One simple solution to #14 and #15 is a new magic command: %install-x10. But I have to be 100% sure it is necessary. If I change my mind, it's source-breaking.

@philipturner
Copy link
Owner Author

philipturner commented Jun 4, 2022

It actually does load, but you need to restart the runtime first. I haven't tested it yet because I got sidetracked with a bug on the Python side. Either way, I need to investigate why this won't load into the Swift interpreter without restarting the runtime first. That restriction is not present on PythonKit, SwiftPlot, and other libraries.

@mikowals
Copy link

mikowals commented Jun 5, 2022

Hi @philipturner . I can get past your error above by removing some of the flags you set to install s4tf.

I comment these flags:

//%install-swiftpm-flags -c release -Xswiftc -Onone

And then TensorFlow is available to import. I believe setting those flags actually breaks the import of any package, not just TensorFlow. I tried some other packages without clearing the flags and they also silently failed to import.

Sadly though problems still remain. The specific error is:

import TensorFlow
let x = Tensor(0)

Produces:

Couldn't lookup symbols:
  TensorFlow.Tensor.init(_: τ_0_0, on: TensorFlow.Device) -> TensorFlow.Tensor<τ_0_0>
  TensorFlow.Tensor.init(_: τ_0_0, on: TensorFlow.Device) -> TensorFlow.Tensor<τ_0_0>

It looks similar to swift-apis issue 1016 which I don't believe was ever fixed. The error is a generic linking or runtime availability problem though so it is likely a different cause.

The env var LD_LIBRARY_PATH in Colab looks a bit strange and points to /usr/local/nvidia/lib. I don't think any TensorFlow files end up there so maybe that is the cause.

Thanks for the work you are doing on this. You are making impressive progress!

@philipturner
Copy link
Owner Author

Thanks for investigating! I should be able to narrow this problem down to a small reproducer. Other packages like PythonKit behave just fine, there's some specific reason S4TF is being uncooperative.

@philipturner
Copy link
Owner Author

philipturner commented Jun 5, 2022

I have encountered your error "Couldn't lookup symbols" multiple times today when using PythonKit. It always happens when I forget to execute the %install command after restarting the runtime. Did you execute the command that does %install .package(...) TensorFlow before receiving that error?

I have also used PythonKit multiple times with the -c release -Xswiftc -Onone flags. What packages didn't work when you used those flags? Also, remember to $clear the SwiftPM flags when appropriate.

@mikowals
Copy link

mikowals commented Jun 5, 2022

Success! I added -rpath flag.

%install-swiftpm-flags -Xlinker "-rpath=/content/Library/tensorflow-2.4.0/usr/lib"

The full colab is here.

Now this:

import TensorFlow

print(Device.default) 
let x = Tensor(0)
print(x)
print(x.device)

[TASK A]
Answer these questions using the thread.
(i) What new magic command is proposed as a simple solution to #14 and #15?
(ii) In Colab, where does the environment variable LD_LIBRARY_PATH point?
(iii) What flag did mikowals add to get the import working?
The discussion thread and the listing after it come from unrelated sources.

Entries for labeling object positions:
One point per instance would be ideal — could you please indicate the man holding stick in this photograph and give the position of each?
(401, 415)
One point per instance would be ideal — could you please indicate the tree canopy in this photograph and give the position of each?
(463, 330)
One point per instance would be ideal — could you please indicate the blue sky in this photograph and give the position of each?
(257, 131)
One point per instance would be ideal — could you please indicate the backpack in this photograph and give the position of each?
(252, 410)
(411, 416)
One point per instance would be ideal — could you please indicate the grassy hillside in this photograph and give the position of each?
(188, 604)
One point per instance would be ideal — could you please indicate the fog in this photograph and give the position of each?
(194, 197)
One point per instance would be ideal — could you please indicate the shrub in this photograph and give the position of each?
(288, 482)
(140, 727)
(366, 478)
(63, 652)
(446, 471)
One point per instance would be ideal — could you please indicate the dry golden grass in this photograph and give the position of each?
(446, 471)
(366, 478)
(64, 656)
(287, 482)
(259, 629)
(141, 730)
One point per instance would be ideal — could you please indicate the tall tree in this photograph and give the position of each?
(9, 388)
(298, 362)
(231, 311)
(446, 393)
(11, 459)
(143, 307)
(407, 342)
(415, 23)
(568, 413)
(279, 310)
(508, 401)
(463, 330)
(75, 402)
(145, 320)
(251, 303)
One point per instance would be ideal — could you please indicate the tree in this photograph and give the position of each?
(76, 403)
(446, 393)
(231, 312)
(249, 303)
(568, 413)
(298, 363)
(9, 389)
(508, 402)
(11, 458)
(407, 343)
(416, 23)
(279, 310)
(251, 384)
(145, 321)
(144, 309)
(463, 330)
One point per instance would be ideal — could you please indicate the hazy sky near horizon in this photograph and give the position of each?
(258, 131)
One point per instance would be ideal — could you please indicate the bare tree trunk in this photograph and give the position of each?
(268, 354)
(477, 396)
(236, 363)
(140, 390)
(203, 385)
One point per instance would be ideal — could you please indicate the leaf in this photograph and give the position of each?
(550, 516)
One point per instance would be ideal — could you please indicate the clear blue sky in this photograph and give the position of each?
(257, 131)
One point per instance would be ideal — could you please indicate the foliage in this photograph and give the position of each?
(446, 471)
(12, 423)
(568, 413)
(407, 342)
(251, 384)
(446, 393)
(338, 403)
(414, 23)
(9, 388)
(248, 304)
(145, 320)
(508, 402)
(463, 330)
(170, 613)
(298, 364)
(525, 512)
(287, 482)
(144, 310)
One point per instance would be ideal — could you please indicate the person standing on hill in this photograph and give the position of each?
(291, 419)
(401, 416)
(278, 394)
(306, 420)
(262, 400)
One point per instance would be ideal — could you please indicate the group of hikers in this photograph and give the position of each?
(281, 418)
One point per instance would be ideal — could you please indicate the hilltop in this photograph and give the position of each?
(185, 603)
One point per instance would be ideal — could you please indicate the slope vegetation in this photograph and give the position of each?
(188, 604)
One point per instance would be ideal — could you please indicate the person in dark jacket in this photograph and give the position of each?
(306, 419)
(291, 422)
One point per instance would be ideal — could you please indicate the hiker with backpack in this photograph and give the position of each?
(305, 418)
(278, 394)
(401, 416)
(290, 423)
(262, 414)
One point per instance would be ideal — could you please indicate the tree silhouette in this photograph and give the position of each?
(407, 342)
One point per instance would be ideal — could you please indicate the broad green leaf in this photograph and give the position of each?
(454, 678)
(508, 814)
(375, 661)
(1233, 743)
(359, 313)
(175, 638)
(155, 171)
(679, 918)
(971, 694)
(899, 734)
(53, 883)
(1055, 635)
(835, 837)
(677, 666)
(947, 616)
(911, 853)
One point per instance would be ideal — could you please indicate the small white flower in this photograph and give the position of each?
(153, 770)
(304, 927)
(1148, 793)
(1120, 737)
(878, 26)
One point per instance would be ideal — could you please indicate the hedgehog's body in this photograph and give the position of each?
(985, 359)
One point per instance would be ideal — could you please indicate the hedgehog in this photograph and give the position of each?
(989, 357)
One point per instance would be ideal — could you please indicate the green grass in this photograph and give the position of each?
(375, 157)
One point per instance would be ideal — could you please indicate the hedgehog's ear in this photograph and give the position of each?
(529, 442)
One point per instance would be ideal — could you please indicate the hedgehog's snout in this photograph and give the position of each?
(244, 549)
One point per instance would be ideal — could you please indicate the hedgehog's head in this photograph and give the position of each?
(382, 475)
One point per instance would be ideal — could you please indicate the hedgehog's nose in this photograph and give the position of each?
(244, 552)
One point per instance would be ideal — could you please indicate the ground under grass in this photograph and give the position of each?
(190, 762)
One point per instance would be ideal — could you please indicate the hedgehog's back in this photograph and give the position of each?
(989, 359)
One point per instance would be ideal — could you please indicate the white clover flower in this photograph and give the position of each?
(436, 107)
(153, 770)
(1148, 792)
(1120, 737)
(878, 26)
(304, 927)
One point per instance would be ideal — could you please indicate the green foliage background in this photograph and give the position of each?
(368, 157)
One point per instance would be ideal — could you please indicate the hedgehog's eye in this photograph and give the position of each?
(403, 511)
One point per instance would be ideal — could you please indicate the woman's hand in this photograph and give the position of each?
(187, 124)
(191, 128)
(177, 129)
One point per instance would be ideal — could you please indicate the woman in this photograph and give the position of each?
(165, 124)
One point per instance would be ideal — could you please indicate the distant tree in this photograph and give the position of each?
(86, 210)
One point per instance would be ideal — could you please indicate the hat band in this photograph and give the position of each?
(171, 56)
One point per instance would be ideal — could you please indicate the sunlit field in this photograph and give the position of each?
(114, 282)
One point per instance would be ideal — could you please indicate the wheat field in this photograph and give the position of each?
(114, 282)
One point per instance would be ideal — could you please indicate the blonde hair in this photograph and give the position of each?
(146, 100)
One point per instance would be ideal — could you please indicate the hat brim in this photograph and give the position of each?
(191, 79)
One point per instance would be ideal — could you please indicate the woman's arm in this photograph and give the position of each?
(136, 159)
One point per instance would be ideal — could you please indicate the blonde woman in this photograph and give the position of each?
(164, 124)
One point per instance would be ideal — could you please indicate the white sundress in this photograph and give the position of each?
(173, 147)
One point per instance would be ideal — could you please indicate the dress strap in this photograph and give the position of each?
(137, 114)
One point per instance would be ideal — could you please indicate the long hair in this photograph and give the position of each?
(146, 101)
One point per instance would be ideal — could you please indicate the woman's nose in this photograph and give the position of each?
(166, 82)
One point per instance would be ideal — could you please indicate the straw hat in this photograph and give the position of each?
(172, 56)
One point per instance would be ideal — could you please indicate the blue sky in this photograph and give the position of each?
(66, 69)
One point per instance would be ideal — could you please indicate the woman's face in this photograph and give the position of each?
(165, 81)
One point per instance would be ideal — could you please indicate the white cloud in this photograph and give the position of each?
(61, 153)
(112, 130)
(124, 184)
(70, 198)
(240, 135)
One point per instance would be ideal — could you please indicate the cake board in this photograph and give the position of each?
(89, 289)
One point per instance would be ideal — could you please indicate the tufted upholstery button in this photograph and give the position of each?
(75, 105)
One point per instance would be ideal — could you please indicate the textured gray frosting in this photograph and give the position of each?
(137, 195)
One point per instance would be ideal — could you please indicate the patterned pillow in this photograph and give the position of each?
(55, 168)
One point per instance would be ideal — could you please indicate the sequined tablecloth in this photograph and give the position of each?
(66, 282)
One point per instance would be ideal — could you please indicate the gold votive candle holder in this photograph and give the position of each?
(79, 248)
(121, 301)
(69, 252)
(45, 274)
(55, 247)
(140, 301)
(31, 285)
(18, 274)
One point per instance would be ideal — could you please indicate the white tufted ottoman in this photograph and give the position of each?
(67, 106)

[TASK B]
Rewrite the listing from the line containing "the white cloud" through the end of the listing, replacing "photograph" with "image" and leaving everything else unchanged. Give only those lines.

[COMPLETE RESPONSE A]
(i) %install-x10
(ii) /usr/local/nvidia/lib
(iii) The -rpath flag

[COMPLETE RESPONSE B]
One point per instance would be ideal — could you please indicate the white cloud in this image and give the position of each?
(61, 153)
(112, 130)
(124, 184)
(70, 198)
(240, 135)
One point per instance would be ideal — could you please indicate the cake board in this image and give the position of each?
(89, 289)
One point per instance would be ideal — could you please indicate the tufted upholstery button in this image and give the position of each?
(75, 105)
One point per instance would be ideal — could you please indicate the textured gray frosting in this image and give the position of each?
(137, 195)
One point per instance would be ideal — could you please indicate the patterned pillow in this image and give the position of each?
(55, 168)
One point per instance would be ideal — could you please indicate the sequined tablecloth in this image and give the position of each?
(66, 282)
One point per instance would be ideal — could you please indicate the gold votive candle holder in this image and give the position of each?
(79, 248)
(121, 301)
(69, 252)
(45, 274)
(55, 247)
(140, 301)
(31, 285)
(18, 274)
One point per instance would be ideal — could you please indicate the white tufted ottoman in this image and give the position of each?
(67, 106)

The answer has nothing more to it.